== EXERCISE INSTRUCTIONS ==
Rewrite every line of the records, requests included, starting at the line that contains "in [183, 142]." and ending at the end of the records. Multiply each point coordinate in the answers by 1.7 and round to a whole number, with halves rounding up.

═════ EXERCISE INPUTS ═════

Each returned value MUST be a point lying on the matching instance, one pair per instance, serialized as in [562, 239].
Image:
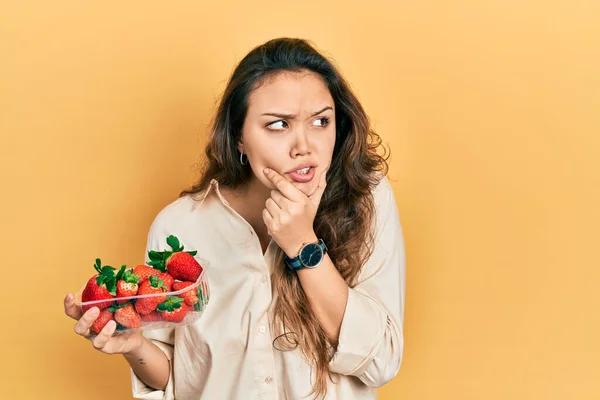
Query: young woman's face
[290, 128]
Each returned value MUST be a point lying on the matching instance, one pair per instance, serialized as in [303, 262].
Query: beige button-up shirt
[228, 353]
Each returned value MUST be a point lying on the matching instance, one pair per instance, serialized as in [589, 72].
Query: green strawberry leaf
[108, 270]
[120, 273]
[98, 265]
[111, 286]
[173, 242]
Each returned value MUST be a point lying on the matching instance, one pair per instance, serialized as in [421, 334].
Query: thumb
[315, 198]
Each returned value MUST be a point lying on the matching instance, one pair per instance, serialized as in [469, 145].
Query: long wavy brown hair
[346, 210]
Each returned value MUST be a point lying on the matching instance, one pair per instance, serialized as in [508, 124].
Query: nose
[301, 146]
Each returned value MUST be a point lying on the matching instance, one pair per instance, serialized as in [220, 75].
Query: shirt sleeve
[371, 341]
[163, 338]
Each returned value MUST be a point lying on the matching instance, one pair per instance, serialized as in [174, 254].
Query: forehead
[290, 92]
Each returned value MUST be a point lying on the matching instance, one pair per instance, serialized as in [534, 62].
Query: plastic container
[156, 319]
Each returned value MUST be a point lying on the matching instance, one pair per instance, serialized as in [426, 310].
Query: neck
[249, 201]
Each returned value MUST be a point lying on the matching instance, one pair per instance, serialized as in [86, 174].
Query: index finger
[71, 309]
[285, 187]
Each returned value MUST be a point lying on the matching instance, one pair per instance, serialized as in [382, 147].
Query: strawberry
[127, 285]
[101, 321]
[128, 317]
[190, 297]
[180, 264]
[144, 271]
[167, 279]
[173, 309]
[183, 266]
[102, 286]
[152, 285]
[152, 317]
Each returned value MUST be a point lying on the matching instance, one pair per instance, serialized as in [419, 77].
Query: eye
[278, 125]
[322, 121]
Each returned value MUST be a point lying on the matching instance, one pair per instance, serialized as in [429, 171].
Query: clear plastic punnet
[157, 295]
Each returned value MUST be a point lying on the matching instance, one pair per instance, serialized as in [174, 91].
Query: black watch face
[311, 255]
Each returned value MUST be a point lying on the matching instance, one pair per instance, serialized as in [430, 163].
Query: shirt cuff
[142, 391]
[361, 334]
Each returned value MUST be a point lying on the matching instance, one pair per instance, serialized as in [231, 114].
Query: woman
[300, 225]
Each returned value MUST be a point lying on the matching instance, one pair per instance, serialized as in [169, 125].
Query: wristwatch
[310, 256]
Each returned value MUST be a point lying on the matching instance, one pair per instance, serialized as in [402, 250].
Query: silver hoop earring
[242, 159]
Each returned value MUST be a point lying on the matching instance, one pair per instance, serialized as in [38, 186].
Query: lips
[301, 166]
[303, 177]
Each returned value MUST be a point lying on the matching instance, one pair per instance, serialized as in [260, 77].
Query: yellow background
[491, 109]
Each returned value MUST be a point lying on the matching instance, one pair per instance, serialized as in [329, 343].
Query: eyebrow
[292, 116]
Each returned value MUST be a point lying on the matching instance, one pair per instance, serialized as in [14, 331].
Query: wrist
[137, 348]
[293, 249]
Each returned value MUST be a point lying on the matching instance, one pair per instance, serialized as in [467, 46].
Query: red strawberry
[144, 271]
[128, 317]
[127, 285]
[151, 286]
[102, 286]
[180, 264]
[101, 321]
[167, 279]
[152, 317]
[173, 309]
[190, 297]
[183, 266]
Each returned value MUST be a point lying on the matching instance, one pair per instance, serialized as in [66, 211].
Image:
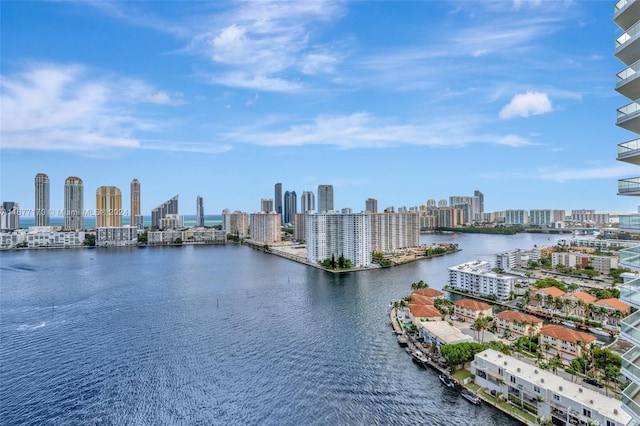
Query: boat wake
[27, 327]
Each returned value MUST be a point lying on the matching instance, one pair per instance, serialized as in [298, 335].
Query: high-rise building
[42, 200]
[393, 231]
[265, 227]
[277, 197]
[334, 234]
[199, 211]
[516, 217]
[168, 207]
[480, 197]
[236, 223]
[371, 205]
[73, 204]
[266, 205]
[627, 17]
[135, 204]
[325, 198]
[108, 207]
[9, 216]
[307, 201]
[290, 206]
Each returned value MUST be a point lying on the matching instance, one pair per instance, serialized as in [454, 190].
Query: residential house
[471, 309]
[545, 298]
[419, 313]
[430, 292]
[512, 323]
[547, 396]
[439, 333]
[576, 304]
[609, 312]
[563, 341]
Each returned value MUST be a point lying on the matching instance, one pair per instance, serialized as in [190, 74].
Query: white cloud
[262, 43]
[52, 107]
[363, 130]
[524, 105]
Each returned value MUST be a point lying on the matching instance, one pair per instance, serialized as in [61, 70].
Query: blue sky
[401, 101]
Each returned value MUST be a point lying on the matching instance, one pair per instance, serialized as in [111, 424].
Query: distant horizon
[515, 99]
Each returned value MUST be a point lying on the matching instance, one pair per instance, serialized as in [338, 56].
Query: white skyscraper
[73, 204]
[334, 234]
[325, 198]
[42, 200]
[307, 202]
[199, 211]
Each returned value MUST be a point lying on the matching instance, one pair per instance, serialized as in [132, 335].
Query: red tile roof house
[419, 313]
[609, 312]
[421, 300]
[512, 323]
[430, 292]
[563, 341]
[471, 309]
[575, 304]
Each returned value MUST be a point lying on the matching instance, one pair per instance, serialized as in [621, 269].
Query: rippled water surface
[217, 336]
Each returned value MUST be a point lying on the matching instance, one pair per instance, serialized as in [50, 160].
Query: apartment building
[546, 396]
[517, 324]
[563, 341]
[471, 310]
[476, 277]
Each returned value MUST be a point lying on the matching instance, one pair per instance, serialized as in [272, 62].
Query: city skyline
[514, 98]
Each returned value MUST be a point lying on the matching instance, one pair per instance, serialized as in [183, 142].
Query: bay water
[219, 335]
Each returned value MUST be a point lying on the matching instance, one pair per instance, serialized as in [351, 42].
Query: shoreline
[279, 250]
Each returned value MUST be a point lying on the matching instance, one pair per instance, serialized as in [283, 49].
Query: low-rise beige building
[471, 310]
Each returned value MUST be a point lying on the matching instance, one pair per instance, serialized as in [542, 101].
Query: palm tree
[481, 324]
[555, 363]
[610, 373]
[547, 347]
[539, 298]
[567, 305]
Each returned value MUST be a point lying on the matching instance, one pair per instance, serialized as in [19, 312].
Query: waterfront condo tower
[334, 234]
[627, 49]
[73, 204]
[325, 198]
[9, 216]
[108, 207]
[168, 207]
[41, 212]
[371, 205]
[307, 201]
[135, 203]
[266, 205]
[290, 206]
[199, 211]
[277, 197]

═════

== TASK RESULT ==
Each returned value MUST be a point lying on the matching instance, one pair per instance, serialized as in [183, 142].
Query: bay water
[372, 570]
Each returned value MUST be a point lying on the matching instance, one pair per instance, serialized as in [351, 42].
Query: shoreline
[474, 425]
Each returned value MUST be a point lying on the matching instance, one pair per instance, serialized as in [283, 49].
Query: low-rise beige building
[801, 527]
Each returned value MUST be a point lying on the matching instance, one pair per instance, serialized as in [542, 101].
Query: palm tree
[818, 551]
[944, 617]
[1037, 634]
[930, 590]
[916, 507]
[964, 519]
Each returned value MUST be a point lying on the matching instance, one pair per instance, serialized as in [19, 312].
Query: waterfront condo tower
[568, 398]
[1066, 83]
[124, 347]
[553, 337]
[15, 367]
[184, 352]
[286, 352]
[70, 360]
[631, 349]
[522, 342]
[230, 345]
[452, 349]
[493, 350]
[338, 359]
[471, 335]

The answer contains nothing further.